▶ **TASK SET**
1) In the forum thread about nvidia drivers and Gentoo kernels, reproduce the passage that begins at the words "I'm willing to" and ends after the words "works for me.".
2) In the forum thread about nvidia drivers and Gentoo kernels, which kernel and driver combination does fert say is the only one that works for him?
3) List each distinct user name that heads a post in the forum thread about nvidia drivers and Gentoo kernels.

┌─ SELECTED TEXT

Looking at nvnews.net, nvidia+sli+64-bit seems to have a long history of being fubar'd for some.

Does anyone want to venture a guess as to which change from gentoo-sources-2.6.33-r1 to gentoo-sources-2.6.33-r2 reintroduced the problem?

----------

## Smeagel

 *Quote:*   

> With kernel 2.6.33-r1, the update to nvidia-drivers 195.36.24 fixed the problem. 

 

fert - do you know if this fixes the uevents lock up that I was seeing?  Or just already-booted-lock-up?

I'm perfectly willing to roll back to -r1 if that's all it'll take.

Thanks for the info.

----------

## fert

 *Smeagel wrote:*   

> fert - do you know if this fixes the uevents lock up that I was seeing?  Or just already-booted-lock-up?
> 
> I'm perfectly willing to roll back to -r1 if that's all it'll take.
> 
> Thanks for the info.

 

I'm willing to bet it would fix that problem.

If I was booting a kernel that didn't have the nvidia module already built, the system would freeze after building and trying to insert the module.

If I was trying to boot into a kernel that already had the module built for it, my system would freeze at the uevents boot message.

2.6.33-r1 + 195.36.24 seems to be the only combination that works for me.

----------

## gaebb3r

 *Smeagel wrote:*   

> I'm using 195.36.15 with 2.6.33-r2 and am getting failures to start with udevd.  Dual-graphics cards + a tesla.  Anybody have any suggestions?

 

Might be related to hardware setup - my system's running fine with the combination 2.6.33-r2 and 195.36.15 (Xeon + Geforce 8800 GTS).

----------

## fert

 *gaebb3r wrote:*   

> 
> 
> Might be related to hardware setup - my system's running fine with the combination 2.6.33-r2 and 195.36.15 (Xeon + Geforce 8800 GTS).

 

Out of curiosity, just one 8800 or two?

From what I've gathered, SLI is the troublemaker...

----------

## Shining Arcanine

Have you selected the new kernel version via eselect and run module-rebuild rebuild on your system?

----------

## fert

 *Shining Arcanine wrote:*   

> Have you selected the new kernel version via eselect and run module-rebuild rebuild on your system?

 

No.

I've always manually managed the /usr/src/linux symlink and rebuilt nvidia-drivers, etc. after rebooting into the properly symlinked kernel. (not the Gentoo way I suppose, but old habits die hard).

I'll give it a shot and report back, but unfortunately, I think the problem runs deeper than me mis-linking or improperly rebuilding the module.

└─
┌─ INFORMATION SHOWN

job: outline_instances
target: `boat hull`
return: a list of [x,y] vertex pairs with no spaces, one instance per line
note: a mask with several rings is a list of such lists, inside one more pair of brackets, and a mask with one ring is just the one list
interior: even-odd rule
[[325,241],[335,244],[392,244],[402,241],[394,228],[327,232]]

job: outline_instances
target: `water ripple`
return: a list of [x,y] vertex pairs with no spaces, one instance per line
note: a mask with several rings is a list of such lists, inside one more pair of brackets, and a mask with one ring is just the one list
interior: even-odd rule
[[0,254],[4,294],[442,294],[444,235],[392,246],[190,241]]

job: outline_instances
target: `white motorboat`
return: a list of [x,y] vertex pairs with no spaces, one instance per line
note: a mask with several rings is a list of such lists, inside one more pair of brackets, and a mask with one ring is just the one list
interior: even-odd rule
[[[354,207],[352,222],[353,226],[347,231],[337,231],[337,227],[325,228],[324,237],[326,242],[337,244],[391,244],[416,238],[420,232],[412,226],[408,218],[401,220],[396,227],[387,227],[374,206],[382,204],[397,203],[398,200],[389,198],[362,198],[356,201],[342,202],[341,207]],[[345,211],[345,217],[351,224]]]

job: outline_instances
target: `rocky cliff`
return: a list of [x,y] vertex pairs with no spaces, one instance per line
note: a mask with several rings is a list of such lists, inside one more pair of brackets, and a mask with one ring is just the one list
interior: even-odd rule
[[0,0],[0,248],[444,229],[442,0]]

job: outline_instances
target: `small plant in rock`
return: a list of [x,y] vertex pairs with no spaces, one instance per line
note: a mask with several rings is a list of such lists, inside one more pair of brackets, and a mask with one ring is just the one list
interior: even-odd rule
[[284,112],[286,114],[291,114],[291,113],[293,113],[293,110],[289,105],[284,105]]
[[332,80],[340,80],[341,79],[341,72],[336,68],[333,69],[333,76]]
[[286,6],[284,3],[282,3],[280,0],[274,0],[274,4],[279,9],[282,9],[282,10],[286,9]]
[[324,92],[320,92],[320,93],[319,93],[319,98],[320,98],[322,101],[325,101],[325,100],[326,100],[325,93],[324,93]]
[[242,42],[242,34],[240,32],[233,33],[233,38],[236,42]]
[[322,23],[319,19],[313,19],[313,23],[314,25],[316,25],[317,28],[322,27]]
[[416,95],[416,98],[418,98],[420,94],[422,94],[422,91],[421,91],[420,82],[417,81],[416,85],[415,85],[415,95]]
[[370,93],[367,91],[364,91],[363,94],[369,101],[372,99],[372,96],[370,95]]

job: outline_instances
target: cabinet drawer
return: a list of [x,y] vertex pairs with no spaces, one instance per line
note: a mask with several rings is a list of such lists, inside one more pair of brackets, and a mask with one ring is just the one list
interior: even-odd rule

└─

▶ **IN RESPONSE**
1)
I'm willing to bet it would fix that problem.

If I was booting a kernel that didn't have the nvidia module already built, the system would freeze after building and trying to insert the module.

If I was trying to boot into a kernel that already had the module built for it, my system would freeze at the uevents boot message.

2.6.33-r1 + 195.36.24 seems to be the only combination that works for me.

2) Kernel 2.6.33-r1 with nvidia-drivers 195.36.24.

3)
Smeagel
fert
gaebb3r
Shining Arcanine